◆ PROBLEM DESCRIPTION:
Count how many lines in the rows below contain the string "brown". Reply with the number alone.

Records from a collection
────────────────────────────────────────
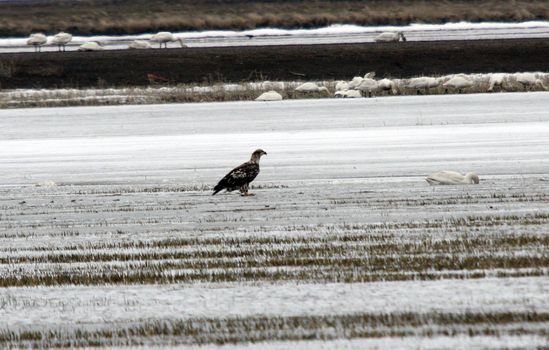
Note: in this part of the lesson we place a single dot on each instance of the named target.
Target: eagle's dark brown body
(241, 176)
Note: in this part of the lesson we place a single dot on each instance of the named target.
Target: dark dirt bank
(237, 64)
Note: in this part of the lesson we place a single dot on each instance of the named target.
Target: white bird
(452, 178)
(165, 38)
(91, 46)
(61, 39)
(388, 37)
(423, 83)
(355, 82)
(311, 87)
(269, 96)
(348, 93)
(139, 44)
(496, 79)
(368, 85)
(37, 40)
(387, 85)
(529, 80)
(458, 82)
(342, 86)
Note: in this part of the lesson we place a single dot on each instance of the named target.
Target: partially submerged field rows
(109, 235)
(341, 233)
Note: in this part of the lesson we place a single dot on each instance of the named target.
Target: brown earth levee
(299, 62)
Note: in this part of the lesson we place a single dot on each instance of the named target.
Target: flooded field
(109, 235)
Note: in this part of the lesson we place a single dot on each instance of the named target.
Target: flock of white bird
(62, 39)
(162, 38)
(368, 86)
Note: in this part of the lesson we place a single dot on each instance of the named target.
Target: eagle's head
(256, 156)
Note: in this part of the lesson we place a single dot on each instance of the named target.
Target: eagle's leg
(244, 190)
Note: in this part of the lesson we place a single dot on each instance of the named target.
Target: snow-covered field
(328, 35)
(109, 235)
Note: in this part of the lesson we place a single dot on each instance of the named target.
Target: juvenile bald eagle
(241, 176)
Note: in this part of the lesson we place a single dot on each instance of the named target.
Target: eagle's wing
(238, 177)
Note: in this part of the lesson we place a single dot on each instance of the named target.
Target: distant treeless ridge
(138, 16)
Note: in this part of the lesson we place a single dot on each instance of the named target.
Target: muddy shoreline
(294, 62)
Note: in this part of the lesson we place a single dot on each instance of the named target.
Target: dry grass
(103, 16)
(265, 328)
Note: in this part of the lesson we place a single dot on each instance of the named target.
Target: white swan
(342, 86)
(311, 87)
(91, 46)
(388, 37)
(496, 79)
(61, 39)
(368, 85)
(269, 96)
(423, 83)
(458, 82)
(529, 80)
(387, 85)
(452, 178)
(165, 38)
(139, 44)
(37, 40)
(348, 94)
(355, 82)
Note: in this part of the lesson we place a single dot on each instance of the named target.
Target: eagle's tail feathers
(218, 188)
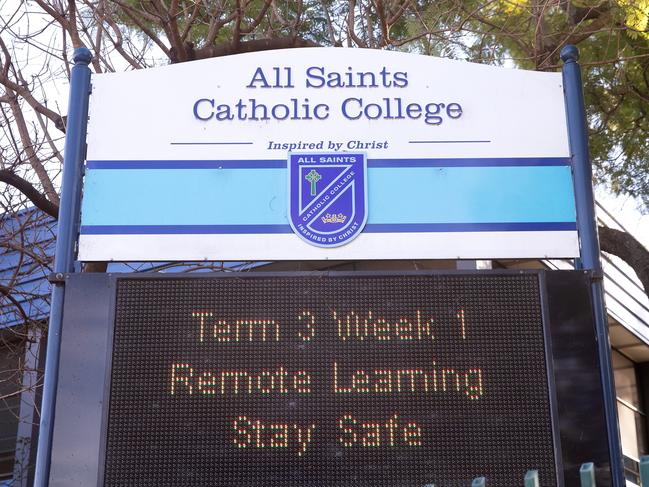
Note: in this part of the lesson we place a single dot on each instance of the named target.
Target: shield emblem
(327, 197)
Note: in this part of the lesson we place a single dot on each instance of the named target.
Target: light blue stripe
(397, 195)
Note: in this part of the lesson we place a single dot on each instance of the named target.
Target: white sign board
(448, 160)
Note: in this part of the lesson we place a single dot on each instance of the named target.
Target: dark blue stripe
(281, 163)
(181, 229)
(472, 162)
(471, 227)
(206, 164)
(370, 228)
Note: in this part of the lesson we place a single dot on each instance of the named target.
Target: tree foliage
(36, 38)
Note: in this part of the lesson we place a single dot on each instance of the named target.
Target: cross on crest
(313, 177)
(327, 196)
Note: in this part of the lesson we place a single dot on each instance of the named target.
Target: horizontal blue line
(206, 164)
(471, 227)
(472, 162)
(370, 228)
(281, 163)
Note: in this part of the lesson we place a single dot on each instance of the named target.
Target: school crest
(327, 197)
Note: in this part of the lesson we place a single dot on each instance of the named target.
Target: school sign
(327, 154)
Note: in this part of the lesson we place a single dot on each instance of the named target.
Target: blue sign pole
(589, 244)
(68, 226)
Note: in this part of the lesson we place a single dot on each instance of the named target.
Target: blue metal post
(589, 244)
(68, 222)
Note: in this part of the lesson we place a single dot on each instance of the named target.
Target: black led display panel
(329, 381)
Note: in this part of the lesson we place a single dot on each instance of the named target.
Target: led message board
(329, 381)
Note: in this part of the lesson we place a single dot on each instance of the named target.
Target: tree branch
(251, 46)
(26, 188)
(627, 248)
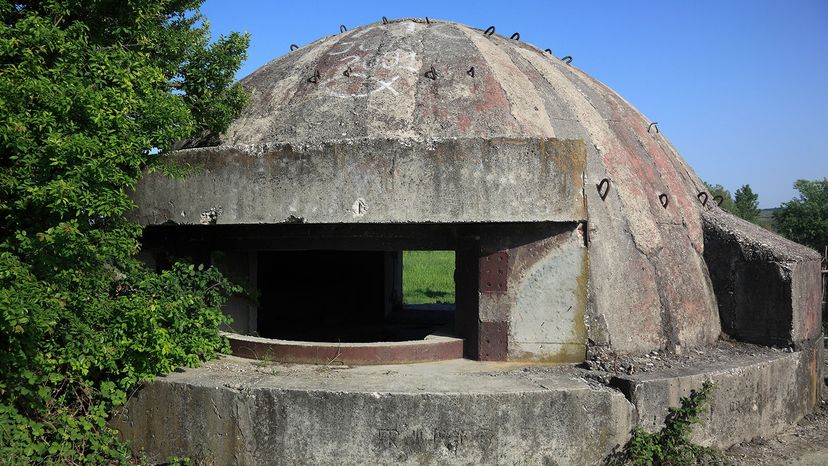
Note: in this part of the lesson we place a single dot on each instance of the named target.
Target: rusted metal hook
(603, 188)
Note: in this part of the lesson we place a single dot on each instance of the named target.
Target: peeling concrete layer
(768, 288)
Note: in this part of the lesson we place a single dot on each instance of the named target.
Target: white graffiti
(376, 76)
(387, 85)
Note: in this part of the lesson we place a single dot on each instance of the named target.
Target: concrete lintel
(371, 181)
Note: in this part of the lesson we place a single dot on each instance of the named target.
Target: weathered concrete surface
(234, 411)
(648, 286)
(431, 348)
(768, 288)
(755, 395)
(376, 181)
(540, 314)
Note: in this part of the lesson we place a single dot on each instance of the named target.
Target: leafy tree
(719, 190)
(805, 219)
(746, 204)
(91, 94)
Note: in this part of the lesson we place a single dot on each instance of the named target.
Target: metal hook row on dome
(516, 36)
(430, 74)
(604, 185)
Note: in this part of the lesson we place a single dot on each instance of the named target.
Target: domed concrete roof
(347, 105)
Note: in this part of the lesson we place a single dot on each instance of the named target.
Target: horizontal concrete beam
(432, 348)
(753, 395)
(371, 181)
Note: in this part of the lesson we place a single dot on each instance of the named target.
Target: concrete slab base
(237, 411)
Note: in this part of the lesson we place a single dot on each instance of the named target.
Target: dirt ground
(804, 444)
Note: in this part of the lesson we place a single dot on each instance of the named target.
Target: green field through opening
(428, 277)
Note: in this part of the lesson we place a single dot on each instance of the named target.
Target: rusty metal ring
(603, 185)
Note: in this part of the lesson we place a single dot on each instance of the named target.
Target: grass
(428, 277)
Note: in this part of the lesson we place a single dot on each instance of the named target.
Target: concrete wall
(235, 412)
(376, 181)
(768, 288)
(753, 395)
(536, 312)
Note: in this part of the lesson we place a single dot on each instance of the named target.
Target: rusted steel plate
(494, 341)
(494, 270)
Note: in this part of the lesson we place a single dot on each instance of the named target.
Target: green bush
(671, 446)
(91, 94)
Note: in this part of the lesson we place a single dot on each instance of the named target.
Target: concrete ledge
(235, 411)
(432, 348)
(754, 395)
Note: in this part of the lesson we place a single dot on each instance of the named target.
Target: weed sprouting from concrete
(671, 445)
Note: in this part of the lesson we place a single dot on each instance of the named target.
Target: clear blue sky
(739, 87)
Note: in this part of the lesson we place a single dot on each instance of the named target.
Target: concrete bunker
────────────────────────────────────────
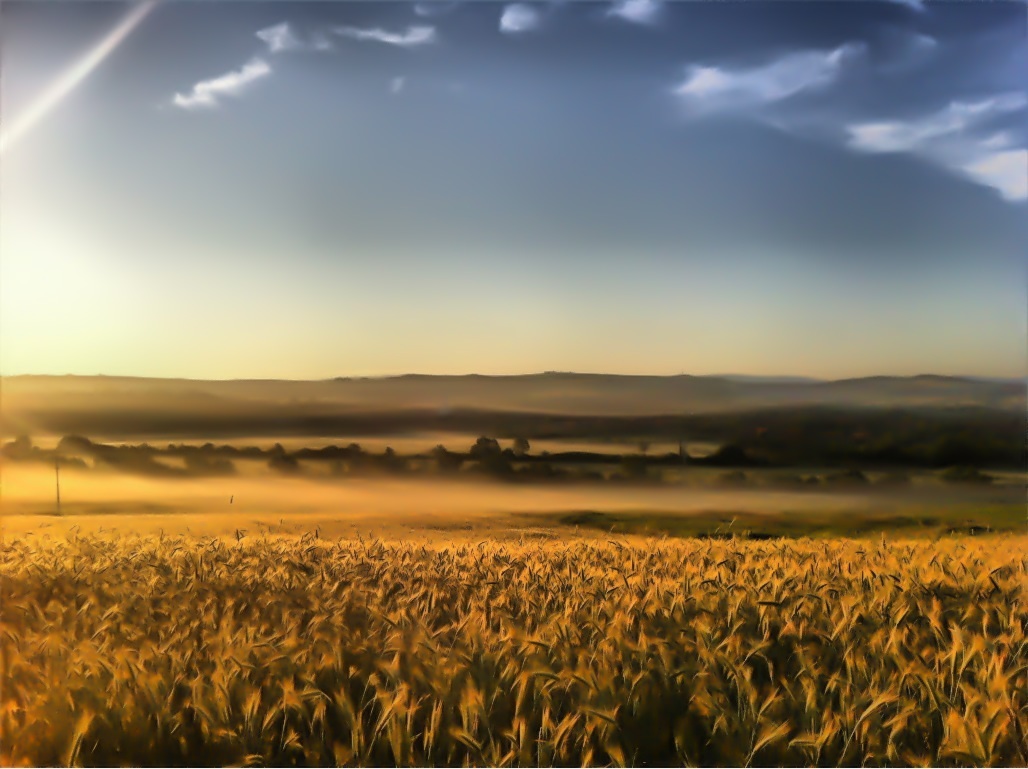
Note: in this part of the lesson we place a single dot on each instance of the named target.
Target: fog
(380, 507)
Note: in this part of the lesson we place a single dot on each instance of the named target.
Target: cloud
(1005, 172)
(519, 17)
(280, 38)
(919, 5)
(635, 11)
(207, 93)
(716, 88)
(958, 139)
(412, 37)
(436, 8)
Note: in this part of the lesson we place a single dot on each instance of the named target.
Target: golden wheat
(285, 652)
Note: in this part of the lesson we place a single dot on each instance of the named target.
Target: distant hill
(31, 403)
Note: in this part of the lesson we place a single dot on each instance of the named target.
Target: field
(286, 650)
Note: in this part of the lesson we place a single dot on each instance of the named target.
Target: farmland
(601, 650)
────────────────────────────────────────
◆ RESPONSE TO THE EXERCISE:
2